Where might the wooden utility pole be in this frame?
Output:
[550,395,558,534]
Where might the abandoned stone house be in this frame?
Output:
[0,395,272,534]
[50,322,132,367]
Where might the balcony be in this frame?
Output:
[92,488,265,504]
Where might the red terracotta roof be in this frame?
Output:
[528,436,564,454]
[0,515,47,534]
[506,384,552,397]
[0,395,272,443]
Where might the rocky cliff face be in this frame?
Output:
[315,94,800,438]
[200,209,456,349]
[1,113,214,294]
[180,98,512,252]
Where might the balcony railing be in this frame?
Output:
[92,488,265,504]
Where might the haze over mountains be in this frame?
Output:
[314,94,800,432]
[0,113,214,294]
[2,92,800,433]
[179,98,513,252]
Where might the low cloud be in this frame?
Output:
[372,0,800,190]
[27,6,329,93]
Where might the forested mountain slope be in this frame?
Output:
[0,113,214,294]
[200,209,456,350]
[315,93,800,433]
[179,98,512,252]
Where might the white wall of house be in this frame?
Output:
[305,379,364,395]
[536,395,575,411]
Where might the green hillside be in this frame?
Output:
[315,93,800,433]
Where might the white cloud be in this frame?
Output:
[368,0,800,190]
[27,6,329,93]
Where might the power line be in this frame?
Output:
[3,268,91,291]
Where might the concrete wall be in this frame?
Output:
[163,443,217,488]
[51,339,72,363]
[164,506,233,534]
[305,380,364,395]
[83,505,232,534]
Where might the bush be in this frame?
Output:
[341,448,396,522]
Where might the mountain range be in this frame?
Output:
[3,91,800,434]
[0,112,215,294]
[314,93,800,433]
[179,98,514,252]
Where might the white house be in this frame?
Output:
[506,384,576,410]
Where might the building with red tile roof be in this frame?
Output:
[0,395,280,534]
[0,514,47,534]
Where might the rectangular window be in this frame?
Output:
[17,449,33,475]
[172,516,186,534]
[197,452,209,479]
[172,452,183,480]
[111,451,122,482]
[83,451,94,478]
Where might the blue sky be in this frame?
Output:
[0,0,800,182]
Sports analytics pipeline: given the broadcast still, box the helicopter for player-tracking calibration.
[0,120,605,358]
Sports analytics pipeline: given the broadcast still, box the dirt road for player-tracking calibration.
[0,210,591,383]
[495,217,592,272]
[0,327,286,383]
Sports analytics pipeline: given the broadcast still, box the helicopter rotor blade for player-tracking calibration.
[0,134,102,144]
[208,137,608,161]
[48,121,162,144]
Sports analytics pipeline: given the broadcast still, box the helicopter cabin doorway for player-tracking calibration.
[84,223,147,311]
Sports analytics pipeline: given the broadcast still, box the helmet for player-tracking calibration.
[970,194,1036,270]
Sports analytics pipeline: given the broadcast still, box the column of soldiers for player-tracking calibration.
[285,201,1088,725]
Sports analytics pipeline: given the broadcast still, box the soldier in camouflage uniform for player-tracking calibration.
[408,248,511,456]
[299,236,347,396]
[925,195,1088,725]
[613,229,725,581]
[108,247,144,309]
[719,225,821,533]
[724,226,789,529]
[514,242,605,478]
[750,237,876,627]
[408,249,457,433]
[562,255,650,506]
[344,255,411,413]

==============================

What this task involves »
Convert the lines from the one containing "Where might the haze" to the one containing "[285,201,1088,725]" into a JSON list of strings, one string per line, leaving out any blank lines.

Complete response »
[
  "Where might the haze over mountains be in this frame?",
  "Output:",
  "[314,94,800,432]",
  "[0,113,214,294]",
  "[2,92,800,433]",
  "[179,98,513,252]",
  "Where might the low cloud be in this frame?",
  "Output:",
  "[372,0,800,190]",
  "[27,6,329,93]",
  "Where might the forested mountain slope be in this frame?",
  "Output:",
  "[0,113,214,294]",
  "[200,209,456,350]",
  "[315,93,800,433]",
  "[179,98,512,252]",
  "Where might the white wall of house be in this frame?",
  "Output:",
  "[305,379,364,395]",
  "[536,395,575,411]",
  "Where might the green hillside be in this frame?",
  "Output:",
  "[315,93,800,433]",
  "Where might the white cloud be in this frame?",
  "Output:",
  "[368,0,800,190]",
  "[27,6,329,93]",
  "Where might the power line be in this frame?",
  "Output:",
  "[3,268,91,291]",
  "Where might the concrete wall be in this frame?",
  "Output:",
  "[163,443,217,488]",
  "[51,339,72,363]",
  "[164,506,233,534]",
  "[305,380,364,395]",
  "[83,505,232,534]",
  "Where might the bush be in this frame?",
  "Output:",
  "[341,448,396,522]",
  "Where might the mountain range be in this frame?",
  "Output:",
  "[3,91,800,434]",
  "[0,112,215,294]",
  "[314,93,800,433]",
  "[179,98,514,252]",
  "Where might the white house be in this frame?",
  "Output:",
  "[506,384,576,410]",
  "Where might the building with red tile roof be in this frame?",
  "Output:",
  "[0,395,280,534]",
  "[0,514,47,534]",
  "Where might the rectangular window be in this frame?",
  "Output:",
  "[17,449,33,475]",
  "[172,516,186,534]",
  "[197,452,209,479]",
  "[172,452,183,480]",
  "[111,451,122,482]",
  "[83,451,94,478]",
  "Where might the blue sky be in this frame?",
  "Output:",
  "[0,0,800,182]",
  "Sports analytics pipeline: given the broadcast still, box the helicopter for player-tracking calibration.",
  "[0,120,605,358]",
  "Sports analytics pipeline: given the broadcast still, box the dirt road for player-tracking calibration.",
  "[0,210,591,383]",
  "[495,217,592,272]",
  "[0,327,286,383]",
  "Sports analytics pipeline: given the broadcast still, box the helicopter rotor blade for player-tracking calibration.",
  "[0,134,102,144]",
  "[208,137,608,161]",
  "[48,121,162,144]",
  "Sports analytics pipeline: given the broadcast still, box the helicopter cabin doorway for player-tracking calibration.",
  "[84,223,147,311]",
  "Sports analytics pipeline: given the broadcast still, box the helmet for player-tracking calibration.",
  "[970,194,1036,270]",
  "Sports analytics pipeline: given the broadcast still, box the column of soldiers for player-tracking calibration.",
  "[285,201,1088,725]"
]